Starting with the first line of the material, reproduce exactly each line up to and including the one that contains "negative clicks: (31, 269) (318, 177)", leaving out every picture.

────

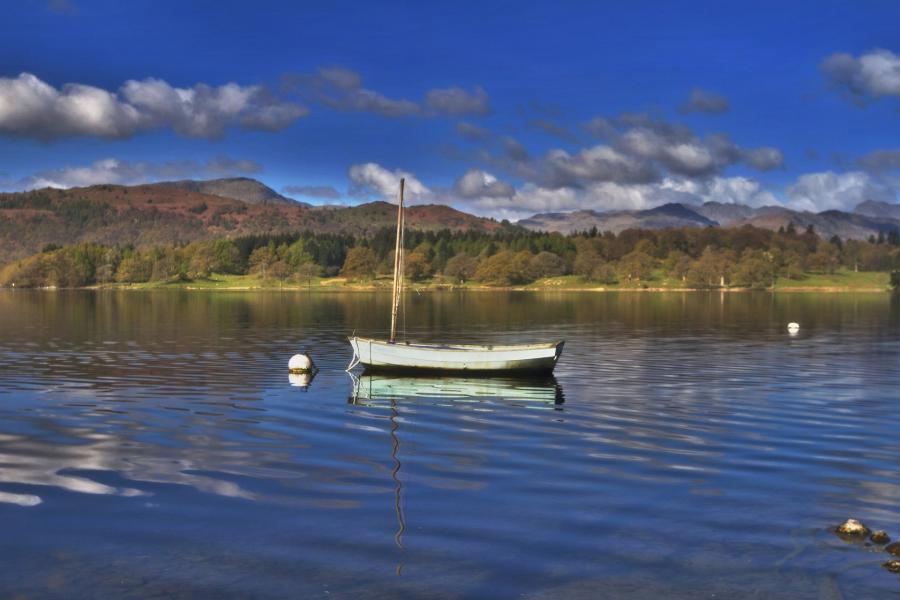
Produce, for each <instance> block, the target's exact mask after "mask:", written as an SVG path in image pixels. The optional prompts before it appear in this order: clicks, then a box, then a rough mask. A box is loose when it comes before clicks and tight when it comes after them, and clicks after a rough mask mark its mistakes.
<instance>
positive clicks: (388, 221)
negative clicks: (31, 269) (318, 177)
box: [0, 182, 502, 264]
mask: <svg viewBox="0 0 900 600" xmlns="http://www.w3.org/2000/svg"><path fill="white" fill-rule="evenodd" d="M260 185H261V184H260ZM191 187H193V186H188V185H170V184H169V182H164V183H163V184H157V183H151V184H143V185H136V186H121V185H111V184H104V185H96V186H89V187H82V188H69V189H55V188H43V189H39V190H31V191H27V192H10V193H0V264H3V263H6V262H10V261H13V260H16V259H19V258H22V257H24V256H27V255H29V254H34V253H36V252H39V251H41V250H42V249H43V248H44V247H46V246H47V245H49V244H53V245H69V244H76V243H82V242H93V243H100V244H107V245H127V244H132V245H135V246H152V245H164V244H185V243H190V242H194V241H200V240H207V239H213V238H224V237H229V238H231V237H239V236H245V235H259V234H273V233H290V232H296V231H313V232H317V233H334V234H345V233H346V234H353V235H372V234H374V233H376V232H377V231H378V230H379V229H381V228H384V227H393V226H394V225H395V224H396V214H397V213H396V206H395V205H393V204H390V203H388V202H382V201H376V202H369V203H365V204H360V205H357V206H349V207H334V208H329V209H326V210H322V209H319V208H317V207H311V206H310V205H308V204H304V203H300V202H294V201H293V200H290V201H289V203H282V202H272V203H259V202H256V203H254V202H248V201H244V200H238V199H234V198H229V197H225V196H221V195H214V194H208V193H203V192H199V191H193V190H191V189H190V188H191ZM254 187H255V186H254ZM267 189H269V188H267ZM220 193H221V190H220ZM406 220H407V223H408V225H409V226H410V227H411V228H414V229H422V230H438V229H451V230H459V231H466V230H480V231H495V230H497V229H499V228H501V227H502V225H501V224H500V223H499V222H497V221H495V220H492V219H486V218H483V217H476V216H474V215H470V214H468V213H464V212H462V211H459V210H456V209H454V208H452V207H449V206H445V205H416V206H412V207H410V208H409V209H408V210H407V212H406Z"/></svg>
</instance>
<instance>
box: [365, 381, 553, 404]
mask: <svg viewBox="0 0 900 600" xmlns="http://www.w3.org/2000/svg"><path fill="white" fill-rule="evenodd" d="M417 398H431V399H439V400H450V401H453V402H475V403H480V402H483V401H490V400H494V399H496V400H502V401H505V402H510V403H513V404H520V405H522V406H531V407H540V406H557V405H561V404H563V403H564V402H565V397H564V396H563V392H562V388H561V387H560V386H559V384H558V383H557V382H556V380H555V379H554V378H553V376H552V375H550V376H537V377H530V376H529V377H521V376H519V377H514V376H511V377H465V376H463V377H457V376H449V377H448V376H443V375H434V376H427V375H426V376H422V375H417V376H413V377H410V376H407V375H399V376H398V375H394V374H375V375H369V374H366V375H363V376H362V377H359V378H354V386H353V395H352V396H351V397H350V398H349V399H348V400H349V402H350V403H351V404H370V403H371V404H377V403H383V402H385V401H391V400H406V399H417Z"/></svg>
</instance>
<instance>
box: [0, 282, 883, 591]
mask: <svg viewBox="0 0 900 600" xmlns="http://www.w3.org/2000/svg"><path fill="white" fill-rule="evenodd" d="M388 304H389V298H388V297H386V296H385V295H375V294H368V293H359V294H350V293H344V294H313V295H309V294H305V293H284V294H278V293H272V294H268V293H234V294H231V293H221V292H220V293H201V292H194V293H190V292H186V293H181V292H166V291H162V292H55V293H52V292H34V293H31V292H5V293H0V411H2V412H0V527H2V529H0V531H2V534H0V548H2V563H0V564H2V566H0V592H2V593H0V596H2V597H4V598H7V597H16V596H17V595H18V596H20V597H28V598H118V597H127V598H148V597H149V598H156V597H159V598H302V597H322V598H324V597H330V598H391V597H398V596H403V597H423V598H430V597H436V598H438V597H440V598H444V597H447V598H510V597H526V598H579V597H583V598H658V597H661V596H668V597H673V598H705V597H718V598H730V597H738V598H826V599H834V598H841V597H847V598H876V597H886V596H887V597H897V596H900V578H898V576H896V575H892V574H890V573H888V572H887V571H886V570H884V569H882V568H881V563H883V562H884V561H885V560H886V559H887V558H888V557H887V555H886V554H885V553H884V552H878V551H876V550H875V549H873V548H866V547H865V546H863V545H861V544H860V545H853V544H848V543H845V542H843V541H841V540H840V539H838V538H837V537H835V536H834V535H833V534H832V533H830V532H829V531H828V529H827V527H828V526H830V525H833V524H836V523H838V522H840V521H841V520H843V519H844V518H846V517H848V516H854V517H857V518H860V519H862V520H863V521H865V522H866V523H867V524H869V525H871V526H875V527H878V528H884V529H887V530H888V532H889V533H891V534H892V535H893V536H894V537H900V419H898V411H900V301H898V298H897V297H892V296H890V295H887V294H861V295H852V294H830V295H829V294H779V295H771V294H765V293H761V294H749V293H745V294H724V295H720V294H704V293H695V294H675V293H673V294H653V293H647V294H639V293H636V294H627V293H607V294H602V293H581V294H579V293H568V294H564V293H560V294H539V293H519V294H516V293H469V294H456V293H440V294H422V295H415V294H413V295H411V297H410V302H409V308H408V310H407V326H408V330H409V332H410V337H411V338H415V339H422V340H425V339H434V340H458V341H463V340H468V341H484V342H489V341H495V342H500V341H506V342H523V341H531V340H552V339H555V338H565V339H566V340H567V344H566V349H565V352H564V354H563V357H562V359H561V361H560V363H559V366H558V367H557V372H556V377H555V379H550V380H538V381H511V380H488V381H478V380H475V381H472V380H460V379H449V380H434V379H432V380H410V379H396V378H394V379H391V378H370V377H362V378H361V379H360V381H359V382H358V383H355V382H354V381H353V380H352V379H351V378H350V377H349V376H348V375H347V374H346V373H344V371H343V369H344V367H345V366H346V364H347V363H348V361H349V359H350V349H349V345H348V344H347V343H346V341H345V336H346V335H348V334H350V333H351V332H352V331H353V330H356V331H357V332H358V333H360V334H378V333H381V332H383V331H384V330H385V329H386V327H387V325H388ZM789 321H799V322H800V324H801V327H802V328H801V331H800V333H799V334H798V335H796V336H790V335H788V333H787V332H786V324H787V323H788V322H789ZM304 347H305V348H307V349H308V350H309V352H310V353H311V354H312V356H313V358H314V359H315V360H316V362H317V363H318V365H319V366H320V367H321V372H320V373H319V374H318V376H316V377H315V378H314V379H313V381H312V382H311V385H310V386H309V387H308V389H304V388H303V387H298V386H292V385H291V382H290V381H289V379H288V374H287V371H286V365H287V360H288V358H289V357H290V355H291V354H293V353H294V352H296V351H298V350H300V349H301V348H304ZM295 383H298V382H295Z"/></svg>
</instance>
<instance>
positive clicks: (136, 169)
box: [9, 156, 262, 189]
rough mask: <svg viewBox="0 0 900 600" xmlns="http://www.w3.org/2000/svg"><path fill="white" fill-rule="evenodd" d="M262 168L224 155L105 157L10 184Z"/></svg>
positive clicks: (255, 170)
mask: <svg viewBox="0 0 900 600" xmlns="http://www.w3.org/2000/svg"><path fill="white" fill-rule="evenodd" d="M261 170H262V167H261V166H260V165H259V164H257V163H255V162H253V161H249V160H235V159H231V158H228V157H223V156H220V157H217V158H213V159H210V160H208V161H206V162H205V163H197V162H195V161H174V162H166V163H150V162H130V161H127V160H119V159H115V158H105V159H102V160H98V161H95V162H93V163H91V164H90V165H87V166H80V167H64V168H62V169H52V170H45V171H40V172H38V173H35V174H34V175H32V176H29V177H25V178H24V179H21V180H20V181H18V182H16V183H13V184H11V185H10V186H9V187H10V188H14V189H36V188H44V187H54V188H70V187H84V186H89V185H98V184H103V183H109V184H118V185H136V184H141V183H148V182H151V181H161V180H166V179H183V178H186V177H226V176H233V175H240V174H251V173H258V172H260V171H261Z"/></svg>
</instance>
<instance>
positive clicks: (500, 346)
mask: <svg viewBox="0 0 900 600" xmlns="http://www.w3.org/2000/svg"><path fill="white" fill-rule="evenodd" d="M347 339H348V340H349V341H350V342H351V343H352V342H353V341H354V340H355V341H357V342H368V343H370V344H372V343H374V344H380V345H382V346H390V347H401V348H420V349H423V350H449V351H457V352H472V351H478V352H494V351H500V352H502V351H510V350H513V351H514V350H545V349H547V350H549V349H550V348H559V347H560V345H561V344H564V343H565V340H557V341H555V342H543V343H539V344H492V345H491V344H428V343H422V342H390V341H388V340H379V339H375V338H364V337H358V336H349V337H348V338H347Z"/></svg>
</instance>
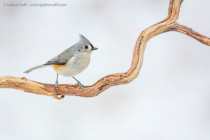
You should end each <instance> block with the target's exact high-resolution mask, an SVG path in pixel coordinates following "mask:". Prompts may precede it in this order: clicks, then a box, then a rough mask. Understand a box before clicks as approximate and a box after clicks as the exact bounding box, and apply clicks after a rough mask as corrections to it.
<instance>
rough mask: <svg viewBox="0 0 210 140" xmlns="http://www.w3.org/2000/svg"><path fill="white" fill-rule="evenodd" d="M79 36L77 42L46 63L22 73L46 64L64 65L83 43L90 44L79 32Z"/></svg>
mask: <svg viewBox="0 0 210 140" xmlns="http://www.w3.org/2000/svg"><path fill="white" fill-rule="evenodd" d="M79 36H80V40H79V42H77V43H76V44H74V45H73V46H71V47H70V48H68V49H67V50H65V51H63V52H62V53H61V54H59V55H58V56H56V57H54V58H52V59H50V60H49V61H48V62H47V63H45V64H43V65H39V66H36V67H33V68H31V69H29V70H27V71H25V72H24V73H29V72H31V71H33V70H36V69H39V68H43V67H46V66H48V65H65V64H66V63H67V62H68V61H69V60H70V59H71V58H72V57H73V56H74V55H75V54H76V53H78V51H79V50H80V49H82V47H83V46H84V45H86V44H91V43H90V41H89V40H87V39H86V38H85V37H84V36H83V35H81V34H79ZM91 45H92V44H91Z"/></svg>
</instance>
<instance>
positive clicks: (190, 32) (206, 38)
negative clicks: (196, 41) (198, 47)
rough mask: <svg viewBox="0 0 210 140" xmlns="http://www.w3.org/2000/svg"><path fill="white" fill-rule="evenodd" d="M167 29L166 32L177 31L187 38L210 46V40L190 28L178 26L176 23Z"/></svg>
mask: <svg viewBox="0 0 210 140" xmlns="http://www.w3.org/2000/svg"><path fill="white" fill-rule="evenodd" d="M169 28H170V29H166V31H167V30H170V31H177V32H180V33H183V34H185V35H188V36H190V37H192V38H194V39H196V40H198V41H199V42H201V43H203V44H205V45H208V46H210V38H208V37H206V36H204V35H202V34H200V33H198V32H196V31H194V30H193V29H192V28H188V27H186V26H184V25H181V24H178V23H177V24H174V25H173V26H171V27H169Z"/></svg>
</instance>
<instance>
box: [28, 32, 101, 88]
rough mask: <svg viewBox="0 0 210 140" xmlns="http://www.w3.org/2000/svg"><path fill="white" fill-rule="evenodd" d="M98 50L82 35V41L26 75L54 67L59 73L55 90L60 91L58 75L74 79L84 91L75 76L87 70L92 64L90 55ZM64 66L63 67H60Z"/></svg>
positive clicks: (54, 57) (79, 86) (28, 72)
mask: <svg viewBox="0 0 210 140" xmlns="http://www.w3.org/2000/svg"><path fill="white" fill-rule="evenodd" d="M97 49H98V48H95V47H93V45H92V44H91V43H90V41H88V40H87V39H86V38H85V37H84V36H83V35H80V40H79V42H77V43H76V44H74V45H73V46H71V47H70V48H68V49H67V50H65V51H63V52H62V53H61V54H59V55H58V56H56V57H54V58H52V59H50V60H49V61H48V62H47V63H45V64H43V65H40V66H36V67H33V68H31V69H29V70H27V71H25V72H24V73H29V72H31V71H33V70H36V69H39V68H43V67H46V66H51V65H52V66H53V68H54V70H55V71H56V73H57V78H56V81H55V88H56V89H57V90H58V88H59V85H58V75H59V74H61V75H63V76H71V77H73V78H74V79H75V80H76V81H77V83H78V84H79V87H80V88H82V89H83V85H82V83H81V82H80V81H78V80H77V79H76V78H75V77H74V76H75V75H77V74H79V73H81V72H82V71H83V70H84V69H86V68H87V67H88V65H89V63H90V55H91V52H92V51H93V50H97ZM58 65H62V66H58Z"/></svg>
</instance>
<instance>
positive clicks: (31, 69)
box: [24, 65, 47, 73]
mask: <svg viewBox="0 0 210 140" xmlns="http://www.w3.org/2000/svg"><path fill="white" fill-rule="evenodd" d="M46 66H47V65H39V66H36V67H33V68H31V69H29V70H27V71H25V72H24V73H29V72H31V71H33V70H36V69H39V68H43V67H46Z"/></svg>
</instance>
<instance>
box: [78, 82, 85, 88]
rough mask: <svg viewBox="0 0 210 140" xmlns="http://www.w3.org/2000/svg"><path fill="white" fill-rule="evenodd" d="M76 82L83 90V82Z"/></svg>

────

ANSWER TO THE EXERCISE ▸
Produce, for each <instance> block, the target's exact mask after "mask:", written as an SVG path in image pixels. The optional prompts before it appear in this order: clicks, then a box, then a rough mask. A box is loose when it comes before clicks and tight when it comes after them, and clicks after a rough mask mark its mistakes.
<instance>
positive clicks: (388, 221)
negative clicks: (31, 269) (318, 177)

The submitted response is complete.